═════ Records to use ═════

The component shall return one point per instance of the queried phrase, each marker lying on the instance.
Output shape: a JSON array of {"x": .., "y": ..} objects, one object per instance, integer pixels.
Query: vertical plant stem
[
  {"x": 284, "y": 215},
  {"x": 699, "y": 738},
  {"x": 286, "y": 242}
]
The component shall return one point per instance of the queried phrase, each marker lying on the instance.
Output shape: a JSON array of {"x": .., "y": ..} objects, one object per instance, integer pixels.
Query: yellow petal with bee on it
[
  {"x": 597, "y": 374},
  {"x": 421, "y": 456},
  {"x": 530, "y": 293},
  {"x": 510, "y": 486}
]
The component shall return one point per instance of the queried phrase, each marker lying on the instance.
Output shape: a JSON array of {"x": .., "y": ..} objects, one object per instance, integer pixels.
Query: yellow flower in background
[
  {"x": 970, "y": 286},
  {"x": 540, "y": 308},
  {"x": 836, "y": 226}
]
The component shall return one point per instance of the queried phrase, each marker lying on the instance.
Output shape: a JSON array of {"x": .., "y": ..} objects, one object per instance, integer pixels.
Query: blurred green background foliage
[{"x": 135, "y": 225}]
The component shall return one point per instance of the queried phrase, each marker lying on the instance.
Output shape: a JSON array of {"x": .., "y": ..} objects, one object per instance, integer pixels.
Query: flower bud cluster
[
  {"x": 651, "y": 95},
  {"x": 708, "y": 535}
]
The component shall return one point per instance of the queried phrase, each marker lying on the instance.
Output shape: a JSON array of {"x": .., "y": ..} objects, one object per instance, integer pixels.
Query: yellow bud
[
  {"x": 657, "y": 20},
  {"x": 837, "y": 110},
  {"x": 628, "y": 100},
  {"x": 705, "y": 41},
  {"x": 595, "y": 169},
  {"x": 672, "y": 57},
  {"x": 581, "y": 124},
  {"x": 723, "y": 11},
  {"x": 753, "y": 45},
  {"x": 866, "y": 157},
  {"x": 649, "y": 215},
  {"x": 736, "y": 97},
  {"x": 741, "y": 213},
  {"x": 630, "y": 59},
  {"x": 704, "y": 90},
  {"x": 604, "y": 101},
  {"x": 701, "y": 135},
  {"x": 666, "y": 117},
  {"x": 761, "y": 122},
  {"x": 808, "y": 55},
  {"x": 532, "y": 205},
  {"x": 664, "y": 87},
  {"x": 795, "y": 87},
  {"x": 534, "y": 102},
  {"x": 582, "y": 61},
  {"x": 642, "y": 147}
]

═════

**Description of the task:**
List every line in the items above that contains the word "yellow" and copy each one in full. Case counts.

**Finished answer:**
Query: yellow petal with bee on it
Query: yellow flower in background
Query: yellow bud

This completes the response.